__Requirement 1__
In the text on the Barbieri print, translate this sentence into French: "She grew up on a farm there, with two sisters and a brother."
__Requirement 2__
List every photographer named in the sentence of the text on the Barbieri print that begins "Kennington has also worked with".

__Selected extract__
--- begin ---
Gian Paolo Barbieri (N. 1935)
Jill Kennington in Missoni, Port Sudan, c. 1974
Contemporary fine art digital ink-jet (pigment print)
90 x 90 cm.
Private collection
Sold for EUR 12,600 in Jun 2022
Jill Kennington (born 2 January 1943) is a British fashion model and photographer. She is best known for her appearance in Michelangelo Antonioni's 1966 film Blow-Up.
Jill Kennington was born in the village of Riby, Lincolnshire on 2 January 1943. She grew up on a farm there, with two sisters and a brother. She was educated at a boarding school in the Lake District, and a finishing school in Sussex.
At the age of 18, Kennington started at Michael Whittaker's small "school" for aspiring models and after only two days, met Norman Hartnell who was about to do a major UK tour; he declared, "Darling, you are going to be my mascot". She toured as one of Hartnell's models for about a month's time.
Kennington met photographer John Cowan in February 1962 and it was through her work with Cowan that she made her name as a model in the 1960s. Cowan injected action and dynamism into his shoots that had previously been lacking in fashion photography. Work from that period is in the collection of the Victoria and Albert Museum, while work with other photographers, including Norman Parkinson and Lord Lichfield is in the collection of the National Portrait Gallery. She was twice on the front cover of Vogue. Kennington has also worked with the photographers David Bailey, Terence Donovan, Brian Duffy, Helmut Newton, Jeanloup Sieff, Richard Avedon, William Klein, and Bob Richardson.
More on Jill Kennington
Gian Paolo Barbieri (or Giampaolo Barbieri) (born 1938) is an Italian fashion photographer.
Born on the Via Mazzini in Milan, he was influenced by cinema at an early age and photographed models in 1960s Rome, part of the social scene that was portrayed in Federico Fellini's 1960 film La Dolce Vita.
A self-taught photographer, his first professional work was an apprenticeship to the Harper's Bazaar photographer Tom Kublin, who died twenty days later. In 1963 Barbieri had some images published in the Italian fashion magazine Novità , which became Vogue Italia in 1965. Barbieri also shot for the American and French editions of Vogue.
--- end ---
__Information shown__
--- begin ---
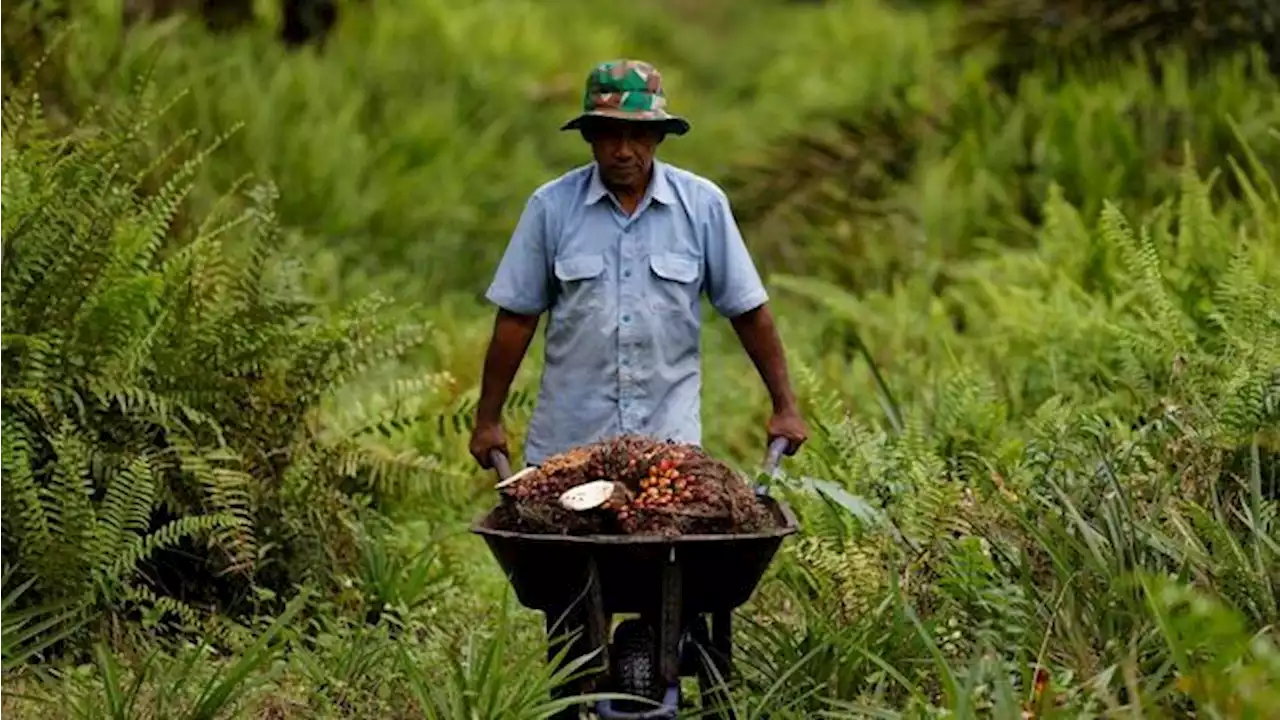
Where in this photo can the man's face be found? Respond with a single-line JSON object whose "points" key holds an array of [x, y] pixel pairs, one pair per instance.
{"points": [[622, 150]]}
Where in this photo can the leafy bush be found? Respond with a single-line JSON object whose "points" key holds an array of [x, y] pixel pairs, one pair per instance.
{"points": [[159, 440]]}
--- end ---
__Written answer 1__
Elle a grandi dans une ferme là-bas, avec deux sœurs et un frère.

__Written answer 2__
- David Bailey
- Terence Donovan
- Brian Duffy
- Helmut Newton
- Jeanloup Sieff
- Richard Avedon
- William Klein
- Bob Richardson